#### [Task details]
Transcribe these records exactly, dropping every picture.

#### [Records for the task]

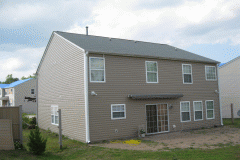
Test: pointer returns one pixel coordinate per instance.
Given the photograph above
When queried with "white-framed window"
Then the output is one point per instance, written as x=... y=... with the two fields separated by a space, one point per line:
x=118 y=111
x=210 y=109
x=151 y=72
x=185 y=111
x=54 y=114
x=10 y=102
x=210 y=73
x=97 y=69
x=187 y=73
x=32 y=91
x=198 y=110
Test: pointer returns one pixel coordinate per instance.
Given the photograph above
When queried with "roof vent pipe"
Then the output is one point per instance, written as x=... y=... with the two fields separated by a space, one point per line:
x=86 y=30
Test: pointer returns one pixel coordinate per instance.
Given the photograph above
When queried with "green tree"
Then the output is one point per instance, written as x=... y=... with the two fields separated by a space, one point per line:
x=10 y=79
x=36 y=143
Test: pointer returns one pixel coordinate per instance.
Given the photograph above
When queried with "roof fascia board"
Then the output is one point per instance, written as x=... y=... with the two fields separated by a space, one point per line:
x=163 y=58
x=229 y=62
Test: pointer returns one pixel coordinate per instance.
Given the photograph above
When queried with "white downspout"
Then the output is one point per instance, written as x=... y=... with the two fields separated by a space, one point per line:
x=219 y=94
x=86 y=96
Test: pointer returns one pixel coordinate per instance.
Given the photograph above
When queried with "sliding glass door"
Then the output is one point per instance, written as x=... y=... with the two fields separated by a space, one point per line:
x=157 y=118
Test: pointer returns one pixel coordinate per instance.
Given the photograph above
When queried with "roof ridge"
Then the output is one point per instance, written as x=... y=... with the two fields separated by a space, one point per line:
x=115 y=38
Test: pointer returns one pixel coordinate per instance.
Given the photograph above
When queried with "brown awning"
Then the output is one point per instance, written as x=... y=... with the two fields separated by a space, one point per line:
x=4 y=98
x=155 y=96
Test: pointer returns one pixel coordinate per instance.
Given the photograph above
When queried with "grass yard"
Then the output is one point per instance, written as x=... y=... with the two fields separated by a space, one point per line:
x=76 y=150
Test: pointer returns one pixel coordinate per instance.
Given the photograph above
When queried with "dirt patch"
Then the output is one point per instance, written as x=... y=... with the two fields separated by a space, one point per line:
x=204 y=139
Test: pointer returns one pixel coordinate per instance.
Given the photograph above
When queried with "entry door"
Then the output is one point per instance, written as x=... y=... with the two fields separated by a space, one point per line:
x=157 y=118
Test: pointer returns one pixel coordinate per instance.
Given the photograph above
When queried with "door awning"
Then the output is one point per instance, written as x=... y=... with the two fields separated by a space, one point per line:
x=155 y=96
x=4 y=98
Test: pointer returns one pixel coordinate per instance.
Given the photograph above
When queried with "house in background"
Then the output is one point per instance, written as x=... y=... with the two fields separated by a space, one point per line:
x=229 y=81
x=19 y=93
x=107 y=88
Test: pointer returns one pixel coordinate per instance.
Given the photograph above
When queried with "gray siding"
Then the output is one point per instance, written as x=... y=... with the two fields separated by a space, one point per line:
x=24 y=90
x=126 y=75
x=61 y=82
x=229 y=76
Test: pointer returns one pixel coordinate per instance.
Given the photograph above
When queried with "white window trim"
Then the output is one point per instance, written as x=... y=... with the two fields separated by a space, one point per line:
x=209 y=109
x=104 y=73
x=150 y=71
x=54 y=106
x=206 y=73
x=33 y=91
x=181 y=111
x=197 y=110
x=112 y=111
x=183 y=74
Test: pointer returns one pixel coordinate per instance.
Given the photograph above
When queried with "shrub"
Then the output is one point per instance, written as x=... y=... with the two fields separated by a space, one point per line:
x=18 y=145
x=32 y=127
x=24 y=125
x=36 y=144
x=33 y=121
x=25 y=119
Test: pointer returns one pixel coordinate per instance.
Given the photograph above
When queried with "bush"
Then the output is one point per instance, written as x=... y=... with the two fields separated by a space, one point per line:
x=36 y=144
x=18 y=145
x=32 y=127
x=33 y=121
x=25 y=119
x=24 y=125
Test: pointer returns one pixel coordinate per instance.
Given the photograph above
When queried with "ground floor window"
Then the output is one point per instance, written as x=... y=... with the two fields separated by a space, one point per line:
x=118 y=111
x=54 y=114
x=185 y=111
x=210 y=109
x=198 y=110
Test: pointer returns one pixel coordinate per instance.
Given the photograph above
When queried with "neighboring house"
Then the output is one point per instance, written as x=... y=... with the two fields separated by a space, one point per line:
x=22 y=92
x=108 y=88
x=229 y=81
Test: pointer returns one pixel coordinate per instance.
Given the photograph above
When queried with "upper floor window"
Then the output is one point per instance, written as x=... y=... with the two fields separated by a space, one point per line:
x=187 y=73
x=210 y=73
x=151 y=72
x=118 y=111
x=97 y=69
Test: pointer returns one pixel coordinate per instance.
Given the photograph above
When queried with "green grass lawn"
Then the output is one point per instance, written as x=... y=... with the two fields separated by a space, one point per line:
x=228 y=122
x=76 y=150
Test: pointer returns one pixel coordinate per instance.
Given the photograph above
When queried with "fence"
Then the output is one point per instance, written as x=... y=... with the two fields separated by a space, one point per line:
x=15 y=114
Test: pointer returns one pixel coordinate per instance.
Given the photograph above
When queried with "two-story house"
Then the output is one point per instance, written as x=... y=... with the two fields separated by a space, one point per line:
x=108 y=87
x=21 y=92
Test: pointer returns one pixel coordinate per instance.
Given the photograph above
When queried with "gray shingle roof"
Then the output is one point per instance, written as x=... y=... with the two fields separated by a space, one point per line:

#### [Exercise output]
Test: pointer returns one pixel coordinate per instance.
Given the photograph above
When queried with "white-framed window"
Then the output is one point per instance, written as x=... y=... with the two fields separated by a space, one point per line:
x=118 y=111
x=210 y=109
x=151 y=72
x=185 y=111
x=54 y=114
x=10 y=102
x=210 y=73
x=97 y=69
x=187 y=73
x=32 y=91
x=198 y=110
Test: pointer returns one pixel coordinate per instance.
Given the photograph above
When queried with "roof vent pipe"
Then the output is one point per instance, written as x=... y=... with the two fields separated by a space, one point per line:
x=86 y=30
Test: pointer returns one pixel coordinate per instance.
Given the photograph above
When queried with "green tree"
Then the output is one point per instance, written as x=... y=... with the two fields separated by a space, one point per line:
x=10 y=79
x=36 y=143
Test: pointer returns one pixel coordinate per instance.
Given the photograph above
When queried with "roof fascia board"
Then the output is one point per instance, written as x=... y=... with the two fields separated by a space, one point per line:
x=163 y=58
x=229 y=62
Test: pointer returns one pixel coordinate per instance.
Given the photograph above
When queried with "white downspout"
Then the output is one point per instance, written as x=... y=... with the two fields separated by a space, one point per line:
x=219 y=94
x=86 y=96
Test: pointer returns one pixel coordinate per instance.
Given the photograph above
When queried with "sliding glass door"
Then the output is one point per instance, written as x=... y=... with the two fields separated by a space, one point per line:
x=157 y=118
Test: pointer returns one pixel coordinate per instance.
Given the photograph above
When queried with "roof ridge"
Then the output is one point per instance, written as x=... y=... with the two fields separated by a space, one point per line:
x=115 y=38
Test: pointer returns one pixel coordinate per instance.
Given the photograph above
When queried with "brown awning"
Then the output is one point per instance, written as x=... y=... with the two fields separated by a space, one point per line:
x=4 y=98
x=155 y=96
Test: pointer returns one pixel coordinate per instance.
Given the photograph above
When queried with "grass yard"
Then the output is one point per instance, written as x=... y=... with the two fields separated by a space, one point per line:
x=76 y=150
Test: pointer returns one pixel coordinate per instance.
Given the photograph above
When queried with "dirt patch"
Then the output is one point per instance, written as x=... y=... with the two fields separated by a space, one point per line:
x=204 y=139
Test: pointer returns one pixel coordinate per instance.
Given the photograph above
When queried with "entry door"
Then the output is one point per instance, written as x=... y=... with the two fields separated by a space, one point per line:
x=157 y=118
Test: pointer returns one pixel coordinate per instance.
Given the photograph above
When queried with "door awning"
Then the output is one point per instance, written as x=... y=... with the two fields separated by a space, one point per line:
x=155 y=96
x=4 y=98
Test: pointer returns one pixel coordinate per instance.
Given the photograph above
When queried with "house in background"
Then the output is one point per instance, written as x=... y=... with the two fields separated by a space, one point per line:
x=229 y=81
x=19 y=93
x=107 y=88
Test: pointer returns one pixel coordinate per instance.
Given the photograph above
When queried with "gray siding"
Then the output is one point per instance, written as x=... y=... with the two fields separated by a space, one point per line:
x=24 y=90
x=126 y=75
x=61 y=82
x=229 y=76
Test: pointer returns one pixel coordinate per instance.
Given the photograph above
When queried with "white window trim"
Then the output is one point per instance, written as x=... y=... with the two fields separated by a space, one point per line:
x=209 y=109
x=104 y=73
x=150 y=71
x=54 y=106
x=206 y=73
x=33 y=91
x=181 y=111
x=197 y=110
x=112 y=111
x=183 y=74
Test: pointer returns one pixel coordinate per instance.
Given the photograph above
When queried with "shrub"
Then the output is one point per instance, written as x=... y=... with the two fields separated by a space, one point per line:
x=18 y=145
x=32 y=127
x=24 y=125
x=36 y=144
x=33 y=121
x=25 y=119
Test: pointer returns one pixel coordinate per instance.
Given the photograph above
When queried with "bush"
Then the output is one point per instance, written as x=... y=... with the two fields separated by a space, one point per line:
x=36 y=144
x=18 y=145
x=32 y=127
x=33 y=121
x=25 y=119
x=24 y=125
Test: pointer returns one pixel coordinate per instance.
Given the photograph above
When queried with "ground floor window"
Then the output is one point per instance, written as x=... y=... with the two fields separated by a space, one point per line:
x=118 y=111
x=54 y=114
x=185 y=111
x=210 y=109
x=198 y=110
Test: pointer returns one pixel coordinate per instance.
Given the photograph above
When queried with "neighboring house"
Then the output is one point per instance, written as x=... y=... with the two fields separated by a space, one point per line:
x=22 y=92
x=108 y=88
x=229 y=81
Test: pointer returns one pixel coordinate per instance.
Given the photograph above
When queried with "upper floor window"
Then the output is one point per instance, written as x=... y=... with the two fields separated by a space, one point per line:
x=187 y=73
x=210 y=73
x=151 y=72
x=118 y=111
x=97 y=69
Test: pointer returns one pixel coordinate per instance.
Given the photograph above
When queried with "green grass lawn"
Then the output is one point per instance, written as x=... y=... with the two fields separated by a space, one point per line:
x=228 y=122
x=76 y=150
Test: pointer returns one pixel coordinate per instance.
Given the photograph above
When queried with "fence"
Then the output is one point per instance, written as x=... y=... with the two fields separated by a space, one point per line:
x=15 y=114
Test: pointer returns one pixel coordinate per instance.
Given the photograph above
When queried with "two-story house"
Then the output is one point per instance, written as x=... y=... with the two fields separated by a space, one point per line:
x=108 y=87
x=21 y=92
Test: pointer returns one pixel coordinate per instance.
Given the photograph above
When queried with "gray shingle roof"
Then the output is one point per instance, written as x=... y=... with the two fields separated by a space, one point per line:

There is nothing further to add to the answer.